Work order
The response must restate the data exactly, with nothing left out.

Supplied entries
*** Begin section ***
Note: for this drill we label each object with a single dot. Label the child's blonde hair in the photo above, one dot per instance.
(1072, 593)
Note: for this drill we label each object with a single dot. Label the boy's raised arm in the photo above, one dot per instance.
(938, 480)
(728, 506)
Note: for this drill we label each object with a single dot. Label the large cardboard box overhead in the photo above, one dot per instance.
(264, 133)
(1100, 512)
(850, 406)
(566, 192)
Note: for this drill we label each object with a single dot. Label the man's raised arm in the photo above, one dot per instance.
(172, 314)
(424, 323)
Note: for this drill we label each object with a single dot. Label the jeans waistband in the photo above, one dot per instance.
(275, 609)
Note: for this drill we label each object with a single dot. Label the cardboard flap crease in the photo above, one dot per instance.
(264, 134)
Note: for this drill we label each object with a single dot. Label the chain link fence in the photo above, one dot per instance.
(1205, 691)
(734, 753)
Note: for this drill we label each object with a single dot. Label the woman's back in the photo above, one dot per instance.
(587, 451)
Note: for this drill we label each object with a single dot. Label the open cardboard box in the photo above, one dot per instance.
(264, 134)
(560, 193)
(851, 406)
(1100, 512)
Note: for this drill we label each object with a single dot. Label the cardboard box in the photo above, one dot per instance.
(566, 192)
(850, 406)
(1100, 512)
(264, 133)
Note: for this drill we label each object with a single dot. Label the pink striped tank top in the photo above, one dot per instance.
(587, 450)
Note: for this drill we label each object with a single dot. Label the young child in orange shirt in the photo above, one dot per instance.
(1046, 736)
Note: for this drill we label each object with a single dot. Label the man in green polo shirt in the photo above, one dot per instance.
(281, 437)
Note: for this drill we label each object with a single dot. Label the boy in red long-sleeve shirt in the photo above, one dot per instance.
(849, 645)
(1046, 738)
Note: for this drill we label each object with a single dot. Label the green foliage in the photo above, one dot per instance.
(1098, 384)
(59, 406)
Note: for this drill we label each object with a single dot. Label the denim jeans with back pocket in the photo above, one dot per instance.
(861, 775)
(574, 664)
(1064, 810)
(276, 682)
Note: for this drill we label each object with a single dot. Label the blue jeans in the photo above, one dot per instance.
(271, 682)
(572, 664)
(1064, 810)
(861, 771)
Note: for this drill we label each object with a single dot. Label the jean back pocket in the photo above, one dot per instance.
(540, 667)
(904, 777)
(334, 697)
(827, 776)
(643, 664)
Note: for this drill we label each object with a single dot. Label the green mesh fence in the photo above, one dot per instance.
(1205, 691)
*** End section ***
Response
Note: for this drill we label each object with a single dot. Label the child's blonde hair in the photo above, one dot per instance.
(1072, 593)
Note: for this drill we label each object with a single dot. Label the boy's raised arm in the photo above, one dot per instance.
(938, 480)
(728, 506)
Note: for this drill we label each object with a single dot. Label the large cardboard box overhead in the photo above, one dot per instance.
(264, 133)
(1100, 512)
(850, 406)
(566, 192)
Note: for this drill we label each object with a single dot. Label the man's raised arm in the photo above, one dot per instance.
(172, 314)
(424, 323)
Note: for this drill we label each object with a single dot. Label the jeans waistband in the photo above, one dot per instance.
(275, 609)
Note: for this drill we label each object with a single dot. Label the cardboard flap crease in the photo above, one dot per instance.
(264, 134)
Note: for this drill we label each object with a single dot. Label the chain link fence in the photo above, one dot per instance.
(1205, 691)
(734, 753)
Note: for this drill we label each object with a single dot. Label the woman's back in the photo above, one dot per instance.
(587, 451)
Note: for this drill we label each object with a single dot. Label the open cardboard box in the photo above, one dot per instance.
(264, 134)
(560, 193)
(851, 406)
(1100, 512)
Note: for this drill we label each object with a single dot. Label the cardboard box in the photo above, one dot per instance.
(566, 192)
(850, 406)
(1100, 512)
(264, 133)
Note: for this drill we label each object with a single dot. Label the pink striped tank top in the photo above, one dot per instance.
(587, 450)
Note: for this drill we label each object with a single dot. Label the young child in orange shirt in the photo above, one dot per instance.
(1046, 736)
Note: for this drill we label each object with a single dot. Label the man in green polo shirt in the photo above, one dot per instance.
(281, 437)
Note: for this drill we label each object with a single dot. Label the boy in red long-sleeve shirt in the photo above, one dot per instance.
(849, 645)
(1046, 738)
Note: for this drill we label each object with a single dot. Label the green foliage in the photo above, one dot per instance.
(1098, 384)
(59, 406)
Note: for this drill we label each object with a single dot. Label the denim jeans with back pocket in the photo above, one dot per instance.
(861, 775)
(574, 664)
(1064, 810)
(276, 682)
Note: for this drill we label each object with a single dot. Label the blue jeans in the photo above, one dot per instance.
(271, 682)
(572, 664)
(1064, 810)
(861, 771)
Note: for this drill we label each object with a single dot. Label the jean back pocket in the photo above, one dot per instance.
(540, 667)
(904, 777)
(334, 697)
(827, 776)
(643, 664)
Note: for this drill we label each object with a single dot. Label the green mesh fence in the photo above, one dot per instance.
(1205, 691)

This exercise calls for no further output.